(Items stored from a collection)
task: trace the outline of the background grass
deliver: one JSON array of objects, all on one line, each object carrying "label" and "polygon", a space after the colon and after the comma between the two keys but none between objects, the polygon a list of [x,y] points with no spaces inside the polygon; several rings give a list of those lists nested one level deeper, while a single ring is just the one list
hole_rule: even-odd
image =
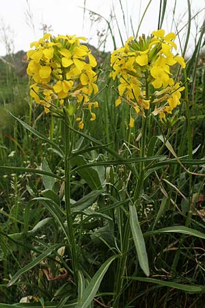
[{"label": "background grass", "polygon": [[[159,27],[166,4],[166,1],[160,1]],[[187,9],[187,42],[193,18],[189,1]],[[110,21],[107,21],[108,31],[112,34]],[[5,110],[10,109],[63,149],[62,125],[59,119],[51,114],[45,116],[41,106],[30,101],[28,79],[15,69],[15,56],[8,56],[5,62],[1,62],[0,166],[28,170],[23,172],[14,168],[12,172],[0,169],[0,302],[3,303],[0,307],[29,296],[30,303],[23,307],[79,308],[81,306],[77,306],[79,305],[77,300],[80,302],[81,294],[85,300],[85,288],[90,285],[95,274],[96,281],[100,281],[103,270],[100,266],[112,256],[116,259],[111,259],[94,299],[86,307],[203,307],[204,238],[197,232],[204,234],[205,227],[204,177],[199,175],[205,173],[204,25],[200,29],[193,55],[187,59],[186,69],[179,71],[176,67],[174,72],[176,78],[184,81],[189,78],[180,108],[164,123],[150,117],[147,129],[147,155],[155,156],[156,160],[145,163],[148,169],[137,214],[146,242],[150,278],[162,284],[144,278],[133,236],[126,227],[128,205],[136,185],[133,170],[137,175],[140,171],[135,159],[140,157],[141,118],[137,118],[134,129],[130,129],[128,107],[126,104],[114,107],[117,84],[109,77],[109,53],[100,54],[102,61],[97,68],[100,90],[107,86],[98,97],[97,120],[85,120],[83,134],[75,133],[73,154],[78,151],[78,155],[70,161],[71,204],[76,211],[79,209],[73,214],[80,266],[77,286],[63,231],[64,183],[29,170],[42,169],[64,177],[64,160],[50,144],[26,129]],[[137,29],[135,31],[137,33]],[[120,34],[120,28],[118,32]],[[113,43],[114,38],[113,35]],[[185,42],[182,53],[187,47]],[[170,162],[174,157],[170,148],[157,138],[161,135],[166,136],[176,155],[183,157],[187,170],[197,175],[187,172],[176,161]],[[43,157],[46,159],[44,164]],[[55,200],[58,205],[55,207],[38,199],[45,197]],[[85,211],[86,209],[92,211],[92,217]],[[31,232],[35,226],[38,227]],[[191,235],[182,234],[183,229],[178,226],[191,228]],[[178,231],[154,232],[168,227]],[[38,261],[42,254],[44,257]],[[124,270],[124,277],[120,269]],[[19,270],[20,274],[8,287]],[[51,279],[65,273],[64,278]],[[187,290],[183,289],[184,286]],[[87,298],[94,290],[90,287],[85,293]],[[33,304],[35,302],[36,305]]]}]

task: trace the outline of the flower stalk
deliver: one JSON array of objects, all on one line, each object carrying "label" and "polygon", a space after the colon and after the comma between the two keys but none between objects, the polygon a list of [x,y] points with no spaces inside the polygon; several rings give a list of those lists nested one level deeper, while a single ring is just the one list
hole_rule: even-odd
[{"label": "flower stalk", "polygon": [[74,238],[74,230],[72,227],[72,217],[70,207],[70,156],[72,152],[71,131],[69,129],[69,116],[66,109],[64,110],[64,144],[65,144],[65,205],[68,228],[68,238],[70,246],[71,260],[73,268],[74,281],[77,285],[77,253]]}]

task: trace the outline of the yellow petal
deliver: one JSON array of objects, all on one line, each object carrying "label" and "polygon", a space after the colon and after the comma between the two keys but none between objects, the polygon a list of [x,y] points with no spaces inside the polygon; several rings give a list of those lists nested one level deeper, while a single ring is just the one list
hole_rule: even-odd
[{"label": "yellow petal", "polygon": [[82,61],[78,60],[78,59],[73,59],[73,62],[74,63],[74,65],[79,70],[82,70],[84,68],[84,66],[85,65],[85,62],[83,62]]},{"label": "yellow petal", "polygon": [[122,97],[123,93],[124,92],[125,89],[127,87],[126,83],[124,82],[123,84],[120,84],[118,86],[119,94],[120,97]]},{"label": "yellow petal", "polygon": [[130,123],[129,123],[129,127],[131,128],[133,128],[134,127],[134,123],[135,123],[135,119],[131,117]]},{"label": "yellow petal", "polygon": [[166,117],[165,114],[163,112],[159,112],[159,118],[161,119],[165,118],[165,117]]},{"label": "yellow petal", "polygon": [[39,70],[39,76],[41,78],[48,78],[51,74],[51,68],[50,66],[43,66]]},{"label": "yellow petal", "polygon": [[[85,47],[85,49],[83,47]],[[73,52],[74,55],[76,55],[77,57],[85,57],[87,53],[87,49],[86,48],[86,46],[74,47],[74,49],[73,49]]]},{"label": "yellow petal", "polygon": [[137,63],[137,64],[139,64],[141,66],[147,65],[148,63],[148,56],[146,53],[138,55],[135,59],[135,62]]},{"label": "yellow petal", "polygon": [[43,51],[43,53],[44,55],[44,56],[47,58],[47,59],[52,59],[52,57],[53,57],[53,48],[46,48],[44,51]]},{"label": "yellow petal", "polygon": [[70,66],[70,65],[72,64],[73,63],[71,59],[68,59],[67,57],[63,57],[62,61],[62,66],[64,67]]},{"label": "yellow petal", "polygon": [[31,59],[36,62],[39,63],[40,60],[41,60],[43,55],[43,51],[42,50],[38,50],[33,53],[33,55],[31,56]]},{"label": "yellow petal", "polygon": [[68,59],[70,59],[71,57],[71,53],[69,50],[66,49],[66,48],[64,48],[64,49],[61,50],[59,51],[59,53],[64,55],[66,57],[68,57]]},{"label": "yellow petal", "polygon": [[96,119],[96,116],[94,112],[91,112],[91,115],[92,115],[92,118],[90,119],[90,120],[94,121]]},{"label": "yellow petal", "polygon": [[79,128],[80,129],[83,129],[83,127],[84,127],[83,122],[83,121],[79,122]]},{"label": "yellow petal", "polygon": [[115,107],[119,106],[119,105],[120,105],[121,103],[122,103],[121,98],[118,97],[118,99],[117,99],[115,101]]},{"label": "yellow petal", "polygon": [[88,84],[88,77],[86,74],[83,73],[83,74],[81,75],[81,82],[84,86]]},{"label": "yellow petal", "polygon": [[158,89],[161,87],[162,81],[161,79],[155,79],[152,82],[152,84],[155,89]]},{"label": "yellow petal", "polygon": [[92,83],[92,86],[94,90],[94,94],[97,94],[98,91],[98,87],[96,84],[94,84],[93,82]]},{"label": "yellow petal", "polygon": [[63,90],[64,92],[68,92],[71,88],[73,84],[73,81],[68,81],[68,80],[64,80],[62,81]]},{"label": "yellow petal", "polygon": [[139,108],[139,107],[138,106],[135,106],[134,109],[135,109],[135,112],[137,112],[137,114],[138,114],[139,112],[140,112],[140,109]]},{"label": "yellow petal", "polygon": [[174,57],[174,60],[176,60],[176,61],[178,63],[179,63],[183,68],[184,68],[186,67],[186,63],[185,63],[184,59],[182,58],[182,57],[180,57],[179,55],[176,55]]},{"label": "yellow petal", "polygon": [[53,90],[55,93],[59,93],[63,89],[62,82],[61,81],[57,81],[55,86],[53,86]]},{"label": "yellow petal", "polygon": [[95,57],[91,53],[88,53],[87,55],[90,66],[92,67],[95,67],[97,65],[97,62]]}]

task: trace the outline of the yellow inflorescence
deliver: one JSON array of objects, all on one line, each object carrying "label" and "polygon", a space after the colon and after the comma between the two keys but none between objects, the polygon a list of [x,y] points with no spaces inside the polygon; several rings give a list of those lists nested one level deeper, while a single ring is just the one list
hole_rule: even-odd
[{"label": "yellow inflorescence", "polygon": [[[144,110],[154,103],[152,114],[164,118],[166,113],[172,114],[180,105],[180,92],[184,87],[174,84],[169,68],[176,63],[182,68],[186,64],[182,57],[172,51],[177,49],[175,38],[174,33],[165,36],[165,31],[159,29],[151,37],[139,37],[138,41],[131,37],[123,47],[113,51],[111,76],[114,80],[117,76],[120,79],[115,106],[126,101],[135,114],[144,116]],[[151,91],[148,92],[148,88]],[[134,126],[131,113],[129,126]]]},{"label": "yellow inflorescence", "polygon": [[[93,68],[97,65],[90,49],[81,44],[85,38],[75,36],[53,37],[46,34],[37,42],[31,44],[27,52],[29,64],[27,74],[31,77],[30,94],[36,103],[44,105],[46,113],[51,107],[61,107],[64,99],[70,101],[70,113],[74,114],[79,108],[86,108],[91,115],[91,120],[96,118],[93,107],[98,107],[97,102],[90,101],[90,95],[98,91],[96,84],[96,74]],[[73,101],[74,103],[73,103]],[[83,129],[83,114],[78,117],[79,127]]]}]

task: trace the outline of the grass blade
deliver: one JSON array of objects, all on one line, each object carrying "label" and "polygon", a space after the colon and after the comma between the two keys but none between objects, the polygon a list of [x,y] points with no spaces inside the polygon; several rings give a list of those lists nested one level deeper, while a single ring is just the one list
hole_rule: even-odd
[{"label": "grass blade", "polygon": [[24,266],[23,268],[20,268],[20,270],[18,270],[18,272],[16,272],[16,274],[12,277],[12,278],[8,283],[8,287],[10,287],[11,285],[12,285],[23,274],[25,274],[28,270],[34,268],[34,266],[36,266],[37,264],[38,264],[45,257],[48,257],[48,255],[51,255],[52,251],[53,251],[55,249],[59,248],[62,246],[63,246],[62,244],[55,244],[55,245],[53,245],[53,246],[51,246],[51,247],[49,247],[48,249],[46,249],[41,255],[40,255],[38,257],[37,257],[34,260],[33,260],[29,264]]},{"label": "grass blade", "polygon": [[144,233],[144,235],[154,235],[154,234],[170,232],[183,233],[187,235],[195,236],[196,238],[203,238],[205,240],[205,233],[202,233],[202,232],[198,231],[197,230],[188,228],[188,227],[184,226],[167,227],[166,228],[159,229],[159,230],[153,230],[152,231],[146,232]]},{"label": "grass blade", "polygon": [[76,305],[75,308],[87,308],[89,306],[99,288],[105,274],[116,257],[117,256],[111,257],[100,266],[83,292],[81,299]]},{"label": "grass blade", "polygon": [[156,283],[157,285],[164,285],[165,287],[174,287],[174,289],[179,289],[181,291],[189,293],[201,293],[203,291],[203,287],[201,285],[183,285],[182,283],[176,283],[174,281],[163,281],[159,279],[154,279],[153,278],[144,278],[144,277],[124,277],[126,279],[131,279],[136,281],[141,281],[150,283]]},{"label": "grass blade", "polygon": [[8,112],[13,118],[14,118],[18,122],[19,122],[19,123],[20,123],[26,129],[29,131],[31,133],[33,133],[33,135],[36,136],[36,137],[39,138],[40,139],[42,139],[44,141],[46,141],[46,142],[49,143],[50,144],[51,144],[53,146],[53,148],[57,150],[56,153],[57,153],[61,157],[64,157],[64,153],[62,151],[62,150],[61,149],[61,148],[57,144],[56,144],[53,141],[50,140],[50,139],[45,137],[44,135],[42,135],[39,131],[36,131],[36,129],[31,127],[30,125],[29,125],[25,122],[23,121],[22,120],[20,120],[20,118],[14,116],[10,112]]},{"label": "grass blade", "polygon": [[139,226],[136,207],[130,205],[130,222],[141,268],[146,276],[150,275],[148,258],[143,234]]}]

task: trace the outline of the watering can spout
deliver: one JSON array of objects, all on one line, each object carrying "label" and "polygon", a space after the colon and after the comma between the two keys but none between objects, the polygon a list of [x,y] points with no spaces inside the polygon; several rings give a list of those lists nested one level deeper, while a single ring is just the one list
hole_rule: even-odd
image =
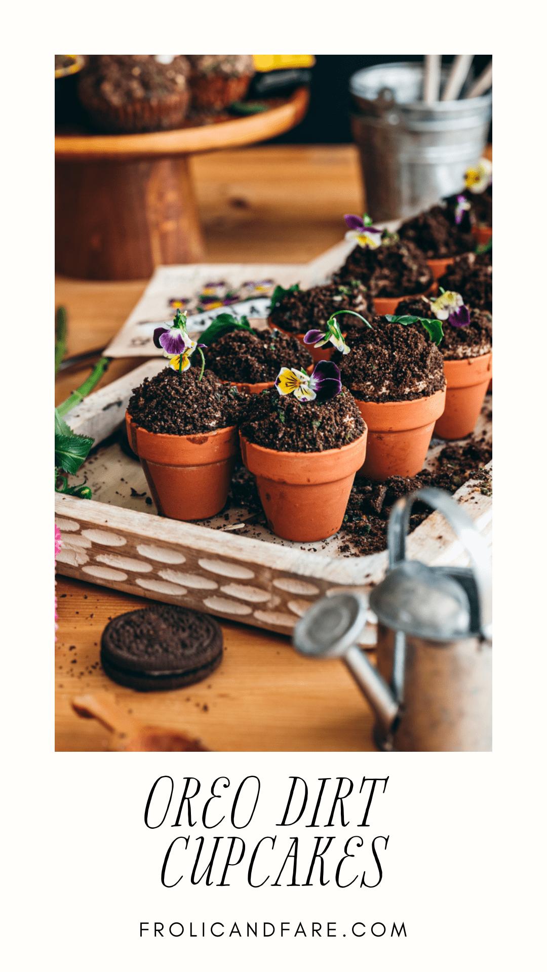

### Request
Return every line above that contains the string "stalk".

### Response to this task
task: trace the outline of the flower stalk
[{"label": "flower stalk", "polygon": [[74,238],[74,230],[72,227],[72,217],[70,207],[70,156],[72,152],[71,131],[69,129],[69,116],[66,109],[64,110],[64,144],[65,144],[65,205],[68,228],[68,238],[70,246],[71,260],[73,268],[74,281],[77,285],[77,253]]}]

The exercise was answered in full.